> [MATERIAL]:
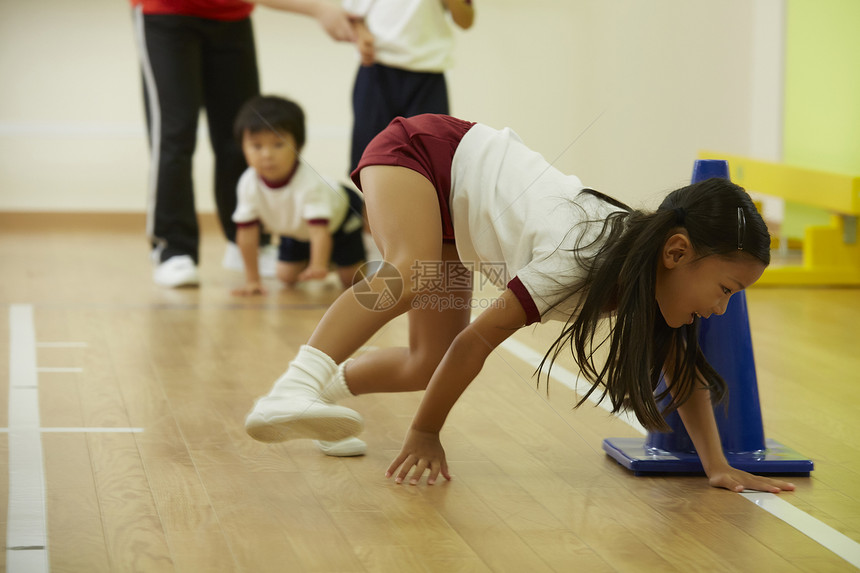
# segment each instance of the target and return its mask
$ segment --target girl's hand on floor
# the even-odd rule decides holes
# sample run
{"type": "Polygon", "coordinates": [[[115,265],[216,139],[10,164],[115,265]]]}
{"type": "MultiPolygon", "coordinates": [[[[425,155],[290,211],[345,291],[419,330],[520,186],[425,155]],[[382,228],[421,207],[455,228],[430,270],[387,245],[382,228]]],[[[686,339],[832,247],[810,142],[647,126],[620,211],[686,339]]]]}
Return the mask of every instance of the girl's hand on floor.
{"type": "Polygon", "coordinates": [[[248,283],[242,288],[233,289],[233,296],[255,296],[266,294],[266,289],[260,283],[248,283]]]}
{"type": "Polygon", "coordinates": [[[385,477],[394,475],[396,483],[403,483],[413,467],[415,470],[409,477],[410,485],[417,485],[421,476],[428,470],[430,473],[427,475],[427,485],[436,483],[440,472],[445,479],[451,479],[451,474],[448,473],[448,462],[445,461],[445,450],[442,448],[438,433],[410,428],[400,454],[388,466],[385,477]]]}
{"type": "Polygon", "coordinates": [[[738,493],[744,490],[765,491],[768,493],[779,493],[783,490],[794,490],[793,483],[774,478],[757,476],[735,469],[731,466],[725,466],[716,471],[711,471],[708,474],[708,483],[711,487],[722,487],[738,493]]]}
* * *
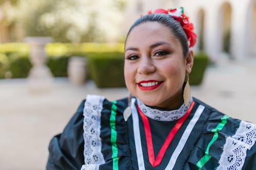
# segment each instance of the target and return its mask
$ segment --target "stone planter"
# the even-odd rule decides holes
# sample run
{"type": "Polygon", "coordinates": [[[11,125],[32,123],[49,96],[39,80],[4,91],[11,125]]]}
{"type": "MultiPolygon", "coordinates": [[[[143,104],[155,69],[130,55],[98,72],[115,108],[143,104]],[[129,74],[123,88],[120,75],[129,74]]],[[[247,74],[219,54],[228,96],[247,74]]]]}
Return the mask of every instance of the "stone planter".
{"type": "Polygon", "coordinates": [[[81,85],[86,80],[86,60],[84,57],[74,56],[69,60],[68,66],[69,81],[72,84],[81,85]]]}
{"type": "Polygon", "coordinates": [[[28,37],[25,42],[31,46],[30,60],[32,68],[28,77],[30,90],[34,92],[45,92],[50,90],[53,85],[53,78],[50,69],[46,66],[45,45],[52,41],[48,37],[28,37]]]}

> [WHAT NEEDS TO BE DONE]:
Pick out each line in the rows above that contains the word "floor", and copy those lines.

> [EXERCISE SOLUTION]:
$ segment --target girl's hand on floor
Return the mask of every instance of the girl's hand on floor.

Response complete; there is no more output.